### Request 1
In the metrics configuration code, which two metrics are set up for a regression task?

### Document text
>>>
Configures the metrics for the model.

Source code in src/models/base_model.py

def configure_metrics(self):
    """Configures the metrics for the model."""
    if self.task == TaskTypes.BINARY_CLASSIFICATION:
        logger.info('Using binary metrics')
        metrics = torchmetrics.MetricCollection(
            {
                'AUROC': cls_metrics.BinaryAUROC(
                    validate_args=self.validate_metrics,
                    # thresholds=10,
                ),
                'F1Score': cls_metrics.BinaryF1Score(
                    validate_args=self.validate_metrics,
                ),
                'Precision': cls_metrics.BinaryPrecision(
                    validate_args=self.validate_metrics,
                ),
                'Recall': cls_metrics.BinaryRecall(
                    validate_args=self.validate_metrics,
                ),
                'Accuracy': cls_metrics.BinaryAccuracy(
                    validate_args=self.validate_metrics,
                ),
            }
        )

        confusion_matrix = cls_metrics.BinaryConfusionMatrix(
            validate_args=self.validate_metrics
        )

        roc = cls_metrics.BinaryROC(
            validate_args=self.validate_metrics,
        )
        # * Currently separate because expects preds or probs for each class which is not the case in binary case.
        balanced_accuracy = cls_metrics.MulticlassAccuracy(
            num_classes=self.num_classes,
            average=self.average,
            validate_args=self.validate_metrics,
        )

    elif self.task == TaskTypes.REGRESSION:
        logger.info('Using regression metrics')
        metrics = torchmetrics.MetricCollection(
            {
                'RMSE': reg_metrics.MeanSquaredError(squared=False),
                'R2Score': reg_metrics.R2Score(),
            }
        )

        confusion_matrix = None
        roc = None
        balanced_accuracy = None
    else:
        raise ValueError(f'Unknown task: {self.task}')

    return metrics, confusion_matrix, roc, balanced_accuracy

`format_confusion_matrix(cm)`

Formats a confusion matrix into a list of lists containing class names and their corresponding values.

Parameters:

Name	Type	Description	Default
`cm`	`Tensor`	The confusion matrix to format.	required

Returns:

Type	Description
`list[list]`	list[list]: A list of lists containing class names and their corresponding values.

Source code in src/models/base_model.py

def format_confusion_matrix(self, cm: torch.Tensor) -> list[list]:
    """
<<<
### Material supplied
>>>
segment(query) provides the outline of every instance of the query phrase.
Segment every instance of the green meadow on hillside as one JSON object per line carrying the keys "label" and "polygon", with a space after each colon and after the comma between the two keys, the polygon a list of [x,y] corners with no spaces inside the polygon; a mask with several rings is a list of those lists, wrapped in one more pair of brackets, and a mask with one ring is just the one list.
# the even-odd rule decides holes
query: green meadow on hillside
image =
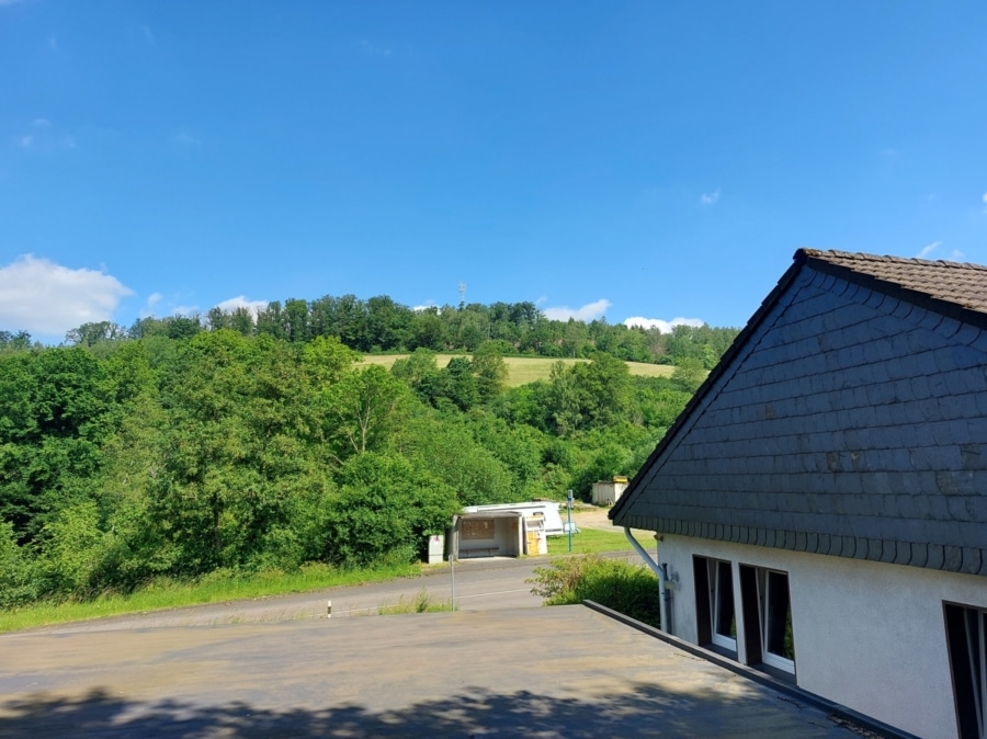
<<<
>>>
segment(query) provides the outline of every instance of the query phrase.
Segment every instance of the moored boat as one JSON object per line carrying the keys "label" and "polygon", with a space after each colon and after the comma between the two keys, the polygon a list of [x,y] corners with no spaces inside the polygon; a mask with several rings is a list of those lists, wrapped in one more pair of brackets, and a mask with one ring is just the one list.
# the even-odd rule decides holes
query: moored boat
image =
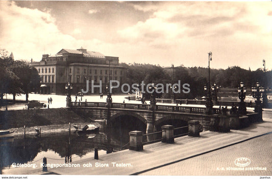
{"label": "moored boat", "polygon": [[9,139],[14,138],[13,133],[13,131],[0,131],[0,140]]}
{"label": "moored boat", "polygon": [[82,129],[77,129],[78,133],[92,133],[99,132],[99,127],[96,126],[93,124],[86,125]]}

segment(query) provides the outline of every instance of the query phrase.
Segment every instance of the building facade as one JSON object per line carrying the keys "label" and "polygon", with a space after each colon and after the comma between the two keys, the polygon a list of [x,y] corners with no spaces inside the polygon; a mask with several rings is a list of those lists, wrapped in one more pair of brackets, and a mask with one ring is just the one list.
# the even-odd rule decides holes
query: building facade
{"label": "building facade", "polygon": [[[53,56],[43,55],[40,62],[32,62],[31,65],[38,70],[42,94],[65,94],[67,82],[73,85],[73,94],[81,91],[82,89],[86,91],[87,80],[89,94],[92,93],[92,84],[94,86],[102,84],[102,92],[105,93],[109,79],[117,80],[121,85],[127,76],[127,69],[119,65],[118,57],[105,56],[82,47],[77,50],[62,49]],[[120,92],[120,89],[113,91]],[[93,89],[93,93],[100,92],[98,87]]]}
<<<
### Request 2
Pull out every line of the entries that contains the string "hillside".

### Correct response 1
RMSE and R2Score.

### Correct response 2
Segment every instance of the green meadow on hillside as one JSON object per line carrying the keys "label" and "polygon", with a space after each colon and after the comma between the two keys, the polygon a list of [x,y] corners with no spaces inside the polygon; a mask with several rings is a list of those lists, wrapped in one more pair of brackets, and a mask with one ring is just the one list.
query: green meadow on hillside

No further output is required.